_OBJECTIVE_
Find each line in the records below that contains the word "bumblebee", and copy every such line out in full.

(Stored entries)
------------------------------------------------------------------------

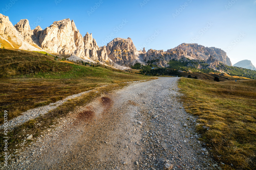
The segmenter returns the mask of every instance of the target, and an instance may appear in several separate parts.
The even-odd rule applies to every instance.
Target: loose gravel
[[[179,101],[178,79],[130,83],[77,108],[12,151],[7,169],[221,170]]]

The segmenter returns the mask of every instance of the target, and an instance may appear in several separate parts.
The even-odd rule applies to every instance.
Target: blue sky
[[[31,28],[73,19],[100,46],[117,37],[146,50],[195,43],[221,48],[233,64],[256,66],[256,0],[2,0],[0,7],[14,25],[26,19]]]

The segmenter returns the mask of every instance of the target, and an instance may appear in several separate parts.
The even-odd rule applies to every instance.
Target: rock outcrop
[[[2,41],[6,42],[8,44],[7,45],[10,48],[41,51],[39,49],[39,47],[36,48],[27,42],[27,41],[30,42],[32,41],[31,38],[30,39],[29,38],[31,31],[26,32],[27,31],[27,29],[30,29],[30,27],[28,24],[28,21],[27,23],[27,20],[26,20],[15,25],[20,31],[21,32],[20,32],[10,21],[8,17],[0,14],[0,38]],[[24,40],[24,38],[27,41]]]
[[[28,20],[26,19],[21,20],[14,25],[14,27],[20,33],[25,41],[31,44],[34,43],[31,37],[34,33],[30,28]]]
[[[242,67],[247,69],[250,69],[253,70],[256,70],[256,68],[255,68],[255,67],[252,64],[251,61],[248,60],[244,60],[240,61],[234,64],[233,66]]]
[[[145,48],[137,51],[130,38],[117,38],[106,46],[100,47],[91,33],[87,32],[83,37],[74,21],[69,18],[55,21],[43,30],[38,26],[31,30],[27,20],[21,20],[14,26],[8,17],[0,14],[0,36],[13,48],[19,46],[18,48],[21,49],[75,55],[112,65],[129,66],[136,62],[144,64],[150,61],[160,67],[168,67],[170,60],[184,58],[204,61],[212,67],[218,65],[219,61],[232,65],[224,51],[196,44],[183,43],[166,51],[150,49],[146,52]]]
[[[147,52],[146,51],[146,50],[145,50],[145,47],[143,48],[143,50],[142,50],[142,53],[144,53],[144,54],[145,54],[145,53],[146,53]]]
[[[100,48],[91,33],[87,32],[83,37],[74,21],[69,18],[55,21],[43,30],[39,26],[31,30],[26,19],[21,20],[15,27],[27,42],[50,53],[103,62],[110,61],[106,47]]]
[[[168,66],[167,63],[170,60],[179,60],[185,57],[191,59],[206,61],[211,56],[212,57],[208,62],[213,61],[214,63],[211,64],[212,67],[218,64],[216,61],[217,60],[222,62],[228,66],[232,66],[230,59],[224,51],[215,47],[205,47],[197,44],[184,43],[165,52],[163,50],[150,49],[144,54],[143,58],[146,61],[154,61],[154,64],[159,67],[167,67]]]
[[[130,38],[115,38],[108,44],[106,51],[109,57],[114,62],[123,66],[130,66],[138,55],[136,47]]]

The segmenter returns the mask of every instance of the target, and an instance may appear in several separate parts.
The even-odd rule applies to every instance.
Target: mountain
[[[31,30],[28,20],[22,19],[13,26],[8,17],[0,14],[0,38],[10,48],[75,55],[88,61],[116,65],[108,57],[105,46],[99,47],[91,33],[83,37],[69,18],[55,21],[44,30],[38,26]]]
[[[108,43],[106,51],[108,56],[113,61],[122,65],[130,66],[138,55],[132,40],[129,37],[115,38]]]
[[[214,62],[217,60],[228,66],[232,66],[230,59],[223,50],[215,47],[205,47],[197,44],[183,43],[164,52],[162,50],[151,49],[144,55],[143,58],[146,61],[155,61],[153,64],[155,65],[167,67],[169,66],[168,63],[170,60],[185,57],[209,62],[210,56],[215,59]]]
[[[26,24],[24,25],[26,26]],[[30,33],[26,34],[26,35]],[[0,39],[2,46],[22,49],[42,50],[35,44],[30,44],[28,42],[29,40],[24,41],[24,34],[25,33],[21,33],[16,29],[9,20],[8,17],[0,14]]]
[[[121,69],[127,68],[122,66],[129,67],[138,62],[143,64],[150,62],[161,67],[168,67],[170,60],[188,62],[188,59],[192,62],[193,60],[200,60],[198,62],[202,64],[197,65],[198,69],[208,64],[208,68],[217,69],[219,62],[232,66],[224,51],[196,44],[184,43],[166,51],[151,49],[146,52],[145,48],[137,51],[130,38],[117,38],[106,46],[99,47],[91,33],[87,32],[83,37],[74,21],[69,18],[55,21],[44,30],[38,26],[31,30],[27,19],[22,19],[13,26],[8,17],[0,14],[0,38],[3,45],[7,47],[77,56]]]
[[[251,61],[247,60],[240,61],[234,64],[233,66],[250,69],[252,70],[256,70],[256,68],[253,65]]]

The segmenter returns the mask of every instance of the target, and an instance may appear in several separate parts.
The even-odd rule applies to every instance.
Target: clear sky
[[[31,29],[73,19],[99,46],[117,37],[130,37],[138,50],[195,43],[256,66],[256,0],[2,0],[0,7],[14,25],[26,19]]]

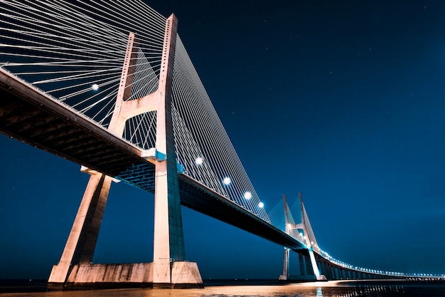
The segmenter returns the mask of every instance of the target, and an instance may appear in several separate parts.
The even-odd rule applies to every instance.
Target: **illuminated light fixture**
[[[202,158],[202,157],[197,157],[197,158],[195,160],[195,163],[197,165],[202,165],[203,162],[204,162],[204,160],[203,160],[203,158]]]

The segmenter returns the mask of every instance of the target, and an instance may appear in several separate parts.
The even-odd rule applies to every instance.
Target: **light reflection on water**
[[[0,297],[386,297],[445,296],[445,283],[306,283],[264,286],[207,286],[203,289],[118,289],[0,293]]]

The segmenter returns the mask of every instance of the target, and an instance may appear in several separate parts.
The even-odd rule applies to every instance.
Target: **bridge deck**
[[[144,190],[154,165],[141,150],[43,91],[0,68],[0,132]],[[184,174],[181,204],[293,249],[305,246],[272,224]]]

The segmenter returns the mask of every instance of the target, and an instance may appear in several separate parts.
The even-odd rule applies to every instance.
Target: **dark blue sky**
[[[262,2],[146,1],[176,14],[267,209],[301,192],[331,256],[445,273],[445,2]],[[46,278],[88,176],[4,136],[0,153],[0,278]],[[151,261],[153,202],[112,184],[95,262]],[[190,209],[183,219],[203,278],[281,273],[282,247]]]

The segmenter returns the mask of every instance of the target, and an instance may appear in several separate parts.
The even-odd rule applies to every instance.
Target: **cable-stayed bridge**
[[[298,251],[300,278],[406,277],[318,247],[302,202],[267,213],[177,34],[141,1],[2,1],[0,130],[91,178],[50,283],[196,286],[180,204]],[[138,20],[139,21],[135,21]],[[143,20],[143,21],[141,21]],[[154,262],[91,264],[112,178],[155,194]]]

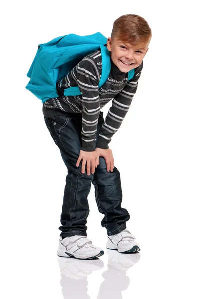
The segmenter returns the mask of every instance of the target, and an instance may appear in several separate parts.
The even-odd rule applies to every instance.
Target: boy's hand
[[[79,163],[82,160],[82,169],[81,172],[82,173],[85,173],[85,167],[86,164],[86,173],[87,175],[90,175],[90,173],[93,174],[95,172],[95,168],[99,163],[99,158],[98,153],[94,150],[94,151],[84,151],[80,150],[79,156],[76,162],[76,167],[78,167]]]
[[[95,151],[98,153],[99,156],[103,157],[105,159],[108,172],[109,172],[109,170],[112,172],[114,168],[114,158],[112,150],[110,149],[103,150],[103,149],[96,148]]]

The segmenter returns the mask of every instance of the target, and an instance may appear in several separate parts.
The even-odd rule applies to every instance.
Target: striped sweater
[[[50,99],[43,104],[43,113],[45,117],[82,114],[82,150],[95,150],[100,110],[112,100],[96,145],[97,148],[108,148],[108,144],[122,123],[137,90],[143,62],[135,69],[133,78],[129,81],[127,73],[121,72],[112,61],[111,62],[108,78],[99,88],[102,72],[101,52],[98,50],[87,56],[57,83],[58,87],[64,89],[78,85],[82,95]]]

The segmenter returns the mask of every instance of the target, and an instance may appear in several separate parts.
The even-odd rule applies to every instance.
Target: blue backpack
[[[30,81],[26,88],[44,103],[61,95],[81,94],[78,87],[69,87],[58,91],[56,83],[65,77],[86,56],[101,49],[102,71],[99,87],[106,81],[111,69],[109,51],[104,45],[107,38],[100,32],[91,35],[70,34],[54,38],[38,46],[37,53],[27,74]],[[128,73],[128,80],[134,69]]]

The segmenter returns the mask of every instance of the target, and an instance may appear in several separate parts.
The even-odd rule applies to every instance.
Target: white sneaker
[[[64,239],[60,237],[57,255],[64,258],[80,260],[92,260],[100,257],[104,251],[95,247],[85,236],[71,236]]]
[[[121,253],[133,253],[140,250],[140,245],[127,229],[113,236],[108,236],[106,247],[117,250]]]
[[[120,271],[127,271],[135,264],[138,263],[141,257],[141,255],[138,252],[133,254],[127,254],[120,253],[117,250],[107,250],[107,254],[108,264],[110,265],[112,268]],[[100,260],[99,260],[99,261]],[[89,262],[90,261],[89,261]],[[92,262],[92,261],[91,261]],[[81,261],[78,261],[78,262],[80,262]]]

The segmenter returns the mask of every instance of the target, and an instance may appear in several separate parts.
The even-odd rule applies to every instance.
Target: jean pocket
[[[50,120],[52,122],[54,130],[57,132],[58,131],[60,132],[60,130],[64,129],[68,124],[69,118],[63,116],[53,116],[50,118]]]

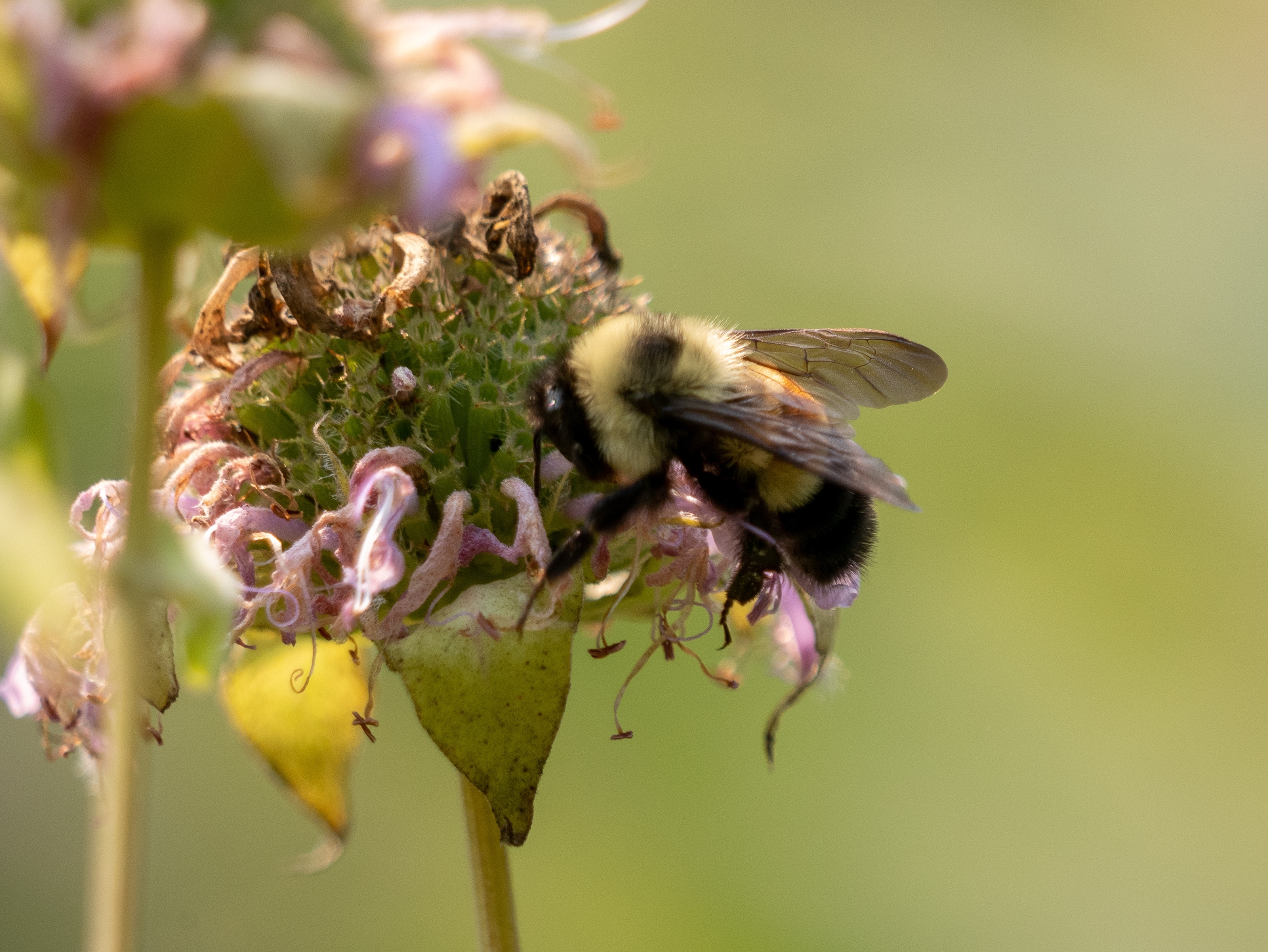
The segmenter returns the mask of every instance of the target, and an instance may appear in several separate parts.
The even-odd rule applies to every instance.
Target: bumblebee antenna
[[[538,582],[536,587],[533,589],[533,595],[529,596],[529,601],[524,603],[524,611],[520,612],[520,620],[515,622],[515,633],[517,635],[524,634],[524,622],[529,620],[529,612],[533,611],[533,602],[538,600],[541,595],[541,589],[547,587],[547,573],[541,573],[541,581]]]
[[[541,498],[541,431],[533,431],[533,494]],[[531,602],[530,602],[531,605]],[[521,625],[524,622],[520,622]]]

------------------------------------------------------------------------

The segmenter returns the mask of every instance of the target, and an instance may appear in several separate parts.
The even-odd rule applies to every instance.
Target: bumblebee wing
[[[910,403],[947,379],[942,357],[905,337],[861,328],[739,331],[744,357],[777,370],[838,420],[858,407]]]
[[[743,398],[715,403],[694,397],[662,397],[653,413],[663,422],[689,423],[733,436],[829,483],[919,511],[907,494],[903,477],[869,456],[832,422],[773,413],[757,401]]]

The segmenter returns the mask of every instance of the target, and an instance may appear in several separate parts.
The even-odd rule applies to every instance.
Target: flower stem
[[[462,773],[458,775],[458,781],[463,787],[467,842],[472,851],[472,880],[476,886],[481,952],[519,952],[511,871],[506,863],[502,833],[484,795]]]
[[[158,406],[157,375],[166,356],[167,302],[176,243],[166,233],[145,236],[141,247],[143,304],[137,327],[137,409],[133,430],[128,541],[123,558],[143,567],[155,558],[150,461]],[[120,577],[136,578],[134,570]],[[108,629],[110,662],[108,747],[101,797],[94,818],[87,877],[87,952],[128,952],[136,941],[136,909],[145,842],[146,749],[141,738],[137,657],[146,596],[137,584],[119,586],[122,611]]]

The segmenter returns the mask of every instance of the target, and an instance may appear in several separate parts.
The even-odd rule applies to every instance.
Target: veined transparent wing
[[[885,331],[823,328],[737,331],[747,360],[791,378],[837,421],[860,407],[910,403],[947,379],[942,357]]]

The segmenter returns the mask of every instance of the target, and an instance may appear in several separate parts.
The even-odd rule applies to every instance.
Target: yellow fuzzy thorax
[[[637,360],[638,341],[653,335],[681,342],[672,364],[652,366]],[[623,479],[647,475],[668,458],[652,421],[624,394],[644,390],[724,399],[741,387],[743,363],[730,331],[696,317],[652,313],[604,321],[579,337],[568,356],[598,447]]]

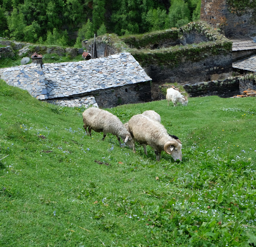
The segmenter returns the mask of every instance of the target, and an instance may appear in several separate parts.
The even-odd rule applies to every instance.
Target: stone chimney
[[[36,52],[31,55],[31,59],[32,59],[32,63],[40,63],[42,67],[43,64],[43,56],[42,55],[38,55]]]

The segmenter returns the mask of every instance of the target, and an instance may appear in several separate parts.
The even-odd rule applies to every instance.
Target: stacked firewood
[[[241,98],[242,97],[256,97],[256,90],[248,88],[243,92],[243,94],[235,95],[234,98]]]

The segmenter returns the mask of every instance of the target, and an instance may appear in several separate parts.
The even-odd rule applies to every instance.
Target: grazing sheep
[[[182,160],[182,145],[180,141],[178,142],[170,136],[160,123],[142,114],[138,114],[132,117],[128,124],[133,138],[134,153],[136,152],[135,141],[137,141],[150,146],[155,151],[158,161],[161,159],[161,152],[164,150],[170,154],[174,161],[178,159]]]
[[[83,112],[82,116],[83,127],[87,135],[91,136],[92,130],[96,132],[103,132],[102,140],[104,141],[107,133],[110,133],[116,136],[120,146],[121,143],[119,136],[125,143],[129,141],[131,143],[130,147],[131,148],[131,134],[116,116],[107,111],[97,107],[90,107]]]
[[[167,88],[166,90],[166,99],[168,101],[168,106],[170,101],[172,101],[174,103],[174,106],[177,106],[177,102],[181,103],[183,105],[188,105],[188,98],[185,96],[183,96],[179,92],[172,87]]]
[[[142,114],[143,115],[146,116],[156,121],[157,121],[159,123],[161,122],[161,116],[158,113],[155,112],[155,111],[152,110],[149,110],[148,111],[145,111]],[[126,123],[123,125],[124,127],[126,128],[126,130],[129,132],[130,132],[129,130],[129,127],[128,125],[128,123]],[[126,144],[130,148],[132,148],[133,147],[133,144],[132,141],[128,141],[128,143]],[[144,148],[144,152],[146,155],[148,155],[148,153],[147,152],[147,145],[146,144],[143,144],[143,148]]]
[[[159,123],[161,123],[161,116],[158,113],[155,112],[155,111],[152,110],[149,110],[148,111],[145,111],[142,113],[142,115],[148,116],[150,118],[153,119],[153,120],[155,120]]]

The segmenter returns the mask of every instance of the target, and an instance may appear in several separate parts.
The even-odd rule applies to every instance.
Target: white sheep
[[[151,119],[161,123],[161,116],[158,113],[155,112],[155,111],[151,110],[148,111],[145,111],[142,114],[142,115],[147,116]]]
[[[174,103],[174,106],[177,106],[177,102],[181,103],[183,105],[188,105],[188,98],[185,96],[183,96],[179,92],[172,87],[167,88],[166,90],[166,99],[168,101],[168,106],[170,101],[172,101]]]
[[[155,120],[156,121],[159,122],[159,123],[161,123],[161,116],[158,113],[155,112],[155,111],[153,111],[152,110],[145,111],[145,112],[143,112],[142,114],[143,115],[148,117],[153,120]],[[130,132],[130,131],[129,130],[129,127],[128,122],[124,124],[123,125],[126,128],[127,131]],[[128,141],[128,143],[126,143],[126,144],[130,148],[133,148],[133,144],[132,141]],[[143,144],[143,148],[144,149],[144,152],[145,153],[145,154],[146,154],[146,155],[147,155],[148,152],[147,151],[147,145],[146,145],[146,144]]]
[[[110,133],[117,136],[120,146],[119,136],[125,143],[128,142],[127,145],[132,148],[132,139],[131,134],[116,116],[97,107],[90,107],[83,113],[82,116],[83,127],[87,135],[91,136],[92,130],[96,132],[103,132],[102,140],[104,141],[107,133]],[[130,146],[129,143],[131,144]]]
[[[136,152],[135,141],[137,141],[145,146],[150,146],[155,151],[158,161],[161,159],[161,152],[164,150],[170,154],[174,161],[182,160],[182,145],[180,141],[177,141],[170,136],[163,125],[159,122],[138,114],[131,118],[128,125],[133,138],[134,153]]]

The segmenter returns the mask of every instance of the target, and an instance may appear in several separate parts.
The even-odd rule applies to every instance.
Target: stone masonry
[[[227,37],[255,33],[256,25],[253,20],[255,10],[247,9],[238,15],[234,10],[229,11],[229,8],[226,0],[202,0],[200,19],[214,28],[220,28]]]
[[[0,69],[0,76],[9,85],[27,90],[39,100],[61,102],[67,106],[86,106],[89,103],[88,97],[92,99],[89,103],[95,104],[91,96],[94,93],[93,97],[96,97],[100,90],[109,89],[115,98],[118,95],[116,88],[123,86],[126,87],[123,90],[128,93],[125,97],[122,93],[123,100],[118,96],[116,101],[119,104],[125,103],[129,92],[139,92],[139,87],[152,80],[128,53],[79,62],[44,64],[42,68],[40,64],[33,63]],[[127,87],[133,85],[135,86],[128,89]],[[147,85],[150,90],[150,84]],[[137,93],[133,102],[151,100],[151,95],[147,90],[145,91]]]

------------------------------------------------------------------------

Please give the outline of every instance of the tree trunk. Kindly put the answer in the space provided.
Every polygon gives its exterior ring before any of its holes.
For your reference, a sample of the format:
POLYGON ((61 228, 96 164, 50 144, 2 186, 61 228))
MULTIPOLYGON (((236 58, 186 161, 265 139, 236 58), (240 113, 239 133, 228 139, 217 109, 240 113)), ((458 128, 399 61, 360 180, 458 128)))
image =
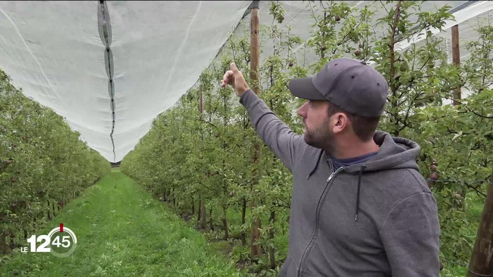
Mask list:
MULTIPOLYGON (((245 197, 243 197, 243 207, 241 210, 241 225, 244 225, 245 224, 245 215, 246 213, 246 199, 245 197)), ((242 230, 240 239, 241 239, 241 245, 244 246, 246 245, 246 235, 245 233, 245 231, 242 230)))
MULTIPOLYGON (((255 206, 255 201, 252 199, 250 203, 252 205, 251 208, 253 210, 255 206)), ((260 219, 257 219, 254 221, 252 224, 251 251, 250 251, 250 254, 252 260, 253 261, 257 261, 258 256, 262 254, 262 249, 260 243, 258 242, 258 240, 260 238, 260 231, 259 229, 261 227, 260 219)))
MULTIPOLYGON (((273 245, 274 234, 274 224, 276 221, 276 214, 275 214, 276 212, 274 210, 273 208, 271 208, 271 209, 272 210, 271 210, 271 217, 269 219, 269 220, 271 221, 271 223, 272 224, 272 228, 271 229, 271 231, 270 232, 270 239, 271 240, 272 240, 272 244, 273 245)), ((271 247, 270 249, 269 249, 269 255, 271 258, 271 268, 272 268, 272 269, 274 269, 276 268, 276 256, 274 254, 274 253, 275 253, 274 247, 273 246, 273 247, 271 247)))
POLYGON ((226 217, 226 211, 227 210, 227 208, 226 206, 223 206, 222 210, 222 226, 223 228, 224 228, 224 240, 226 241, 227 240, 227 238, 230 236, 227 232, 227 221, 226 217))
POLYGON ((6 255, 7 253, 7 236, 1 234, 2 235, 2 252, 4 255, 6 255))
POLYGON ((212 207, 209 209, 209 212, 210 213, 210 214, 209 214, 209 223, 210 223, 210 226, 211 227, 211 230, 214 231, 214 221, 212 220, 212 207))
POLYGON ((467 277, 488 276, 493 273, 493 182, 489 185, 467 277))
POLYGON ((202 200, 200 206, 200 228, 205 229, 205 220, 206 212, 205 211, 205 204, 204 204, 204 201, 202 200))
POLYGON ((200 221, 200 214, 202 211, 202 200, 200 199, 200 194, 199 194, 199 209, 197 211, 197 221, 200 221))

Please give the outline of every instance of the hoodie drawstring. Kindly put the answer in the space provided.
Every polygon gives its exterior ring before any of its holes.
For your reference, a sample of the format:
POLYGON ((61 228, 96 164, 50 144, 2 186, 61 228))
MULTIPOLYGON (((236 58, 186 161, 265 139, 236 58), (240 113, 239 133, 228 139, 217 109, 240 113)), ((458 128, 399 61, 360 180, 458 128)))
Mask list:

------------------------------------------------------------------------

_EXPECTED ANSWER_
Target: bumblebee antenna
Target: bumblebee wing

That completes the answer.